### Dataset
═══
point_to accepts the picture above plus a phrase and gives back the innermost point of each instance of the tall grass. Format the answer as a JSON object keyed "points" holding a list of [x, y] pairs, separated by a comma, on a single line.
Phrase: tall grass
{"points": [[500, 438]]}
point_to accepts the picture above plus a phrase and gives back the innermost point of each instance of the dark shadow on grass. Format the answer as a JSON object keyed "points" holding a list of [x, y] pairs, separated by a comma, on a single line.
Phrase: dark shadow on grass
═══
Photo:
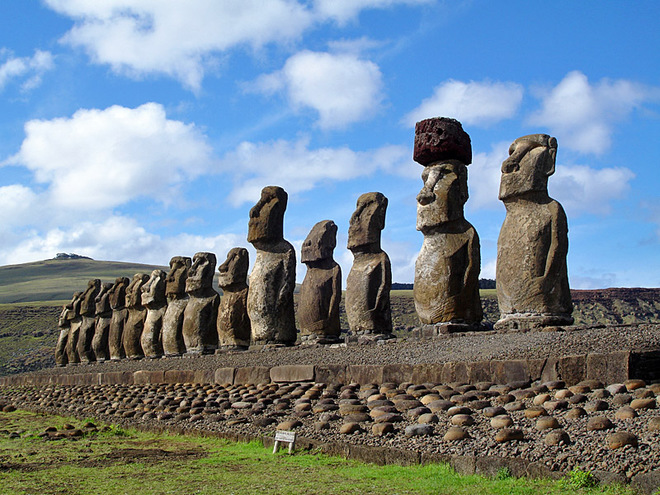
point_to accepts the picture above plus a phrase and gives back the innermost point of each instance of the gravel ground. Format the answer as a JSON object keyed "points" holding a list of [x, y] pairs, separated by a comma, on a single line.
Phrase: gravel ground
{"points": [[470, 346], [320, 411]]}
═══
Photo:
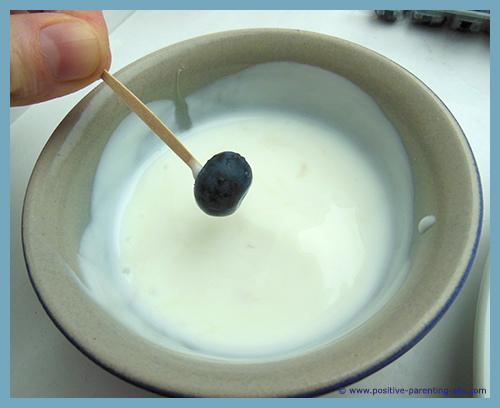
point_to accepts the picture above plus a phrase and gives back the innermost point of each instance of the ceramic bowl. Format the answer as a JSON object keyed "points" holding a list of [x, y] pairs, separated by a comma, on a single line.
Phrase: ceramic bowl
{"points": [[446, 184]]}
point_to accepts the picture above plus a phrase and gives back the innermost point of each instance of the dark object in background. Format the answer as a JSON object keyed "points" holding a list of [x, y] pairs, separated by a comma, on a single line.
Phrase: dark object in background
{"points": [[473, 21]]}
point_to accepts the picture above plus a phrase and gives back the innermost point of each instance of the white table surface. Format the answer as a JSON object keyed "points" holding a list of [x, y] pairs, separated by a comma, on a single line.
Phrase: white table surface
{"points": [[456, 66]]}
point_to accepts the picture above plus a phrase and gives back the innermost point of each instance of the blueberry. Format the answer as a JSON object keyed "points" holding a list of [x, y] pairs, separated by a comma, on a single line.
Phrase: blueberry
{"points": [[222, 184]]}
═══
### Your goal
Pick out every line above that contains the string "shadow", and copy each one in full.

### Full response
point_to accepts the picture above plus a phrase and gives back the innermost point of each instance of the dark shadow on grass. Format the answer as a JSON object keyed "points" holding a list of [x, y] pairs, separated by a comma, on a single line.
Phrase: dark shadow on grass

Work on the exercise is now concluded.